Your assignment - Please gather every line in the listing below that contains the string "rough" and copy each one in full. Case counts.

The data -
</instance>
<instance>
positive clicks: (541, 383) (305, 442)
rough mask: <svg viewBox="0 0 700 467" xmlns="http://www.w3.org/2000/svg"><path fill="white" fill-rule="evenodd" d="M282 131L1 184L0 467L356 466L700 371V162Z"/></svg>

--

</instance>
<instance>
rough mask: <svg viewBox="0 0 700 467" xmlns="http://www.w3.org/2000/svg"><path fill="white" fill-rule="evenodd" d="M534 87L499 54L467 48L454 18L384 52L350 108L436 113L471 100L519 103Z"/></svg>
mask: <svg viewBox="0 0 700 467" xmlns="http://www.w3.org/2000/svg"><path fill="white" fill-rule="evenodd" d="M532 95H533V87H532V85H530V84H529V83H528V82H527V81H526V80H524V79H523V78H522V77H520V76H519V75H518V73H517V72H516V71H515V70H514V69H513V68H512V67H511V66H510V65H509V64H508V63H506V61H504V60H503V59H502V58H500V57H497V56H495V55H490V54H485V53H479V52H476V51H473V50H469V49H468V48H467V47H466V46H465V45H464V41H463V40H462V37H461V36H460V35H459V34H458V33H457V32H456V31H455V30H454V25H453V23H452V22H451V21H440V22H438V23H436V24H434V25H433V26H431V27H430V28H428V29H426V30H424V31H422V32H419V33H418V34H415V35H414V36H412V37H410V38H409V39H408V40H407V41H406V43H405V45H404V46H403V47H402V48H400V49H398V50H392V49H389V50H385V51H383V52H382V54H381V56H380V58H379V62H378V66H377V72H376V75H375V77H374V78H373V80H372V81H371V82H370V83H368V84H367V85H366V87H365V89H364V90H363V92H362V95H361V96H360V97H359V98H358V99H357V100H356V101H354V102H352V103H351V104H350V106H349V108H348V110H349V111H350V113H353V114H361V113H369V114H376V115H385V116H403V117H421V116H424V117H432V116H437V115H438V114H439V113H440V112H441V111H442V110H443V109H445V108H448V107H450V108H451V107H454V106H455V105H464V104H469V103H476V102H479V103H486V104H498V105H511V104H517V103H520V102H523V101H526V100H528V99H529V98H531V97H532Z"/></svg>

Your response -
rough mask: <svg viewBox="0 0 700 467" xmlns="http://www.w3.org/2000/svg"><path fill="white" fill-rule="evenodd" d="M282 131L1 184L0 467L356 466L700 371V162Z"/></svg>
rough mask: <svg viewBox="0 0 700 467" xmlns="http://www.w3.org/2000/svg"><path fill="white" fill-rule="evenodd" d="M534 87L499 54L467 48L454 18L384 52L350 108L436 113L471 100L519 103Z"/></svg>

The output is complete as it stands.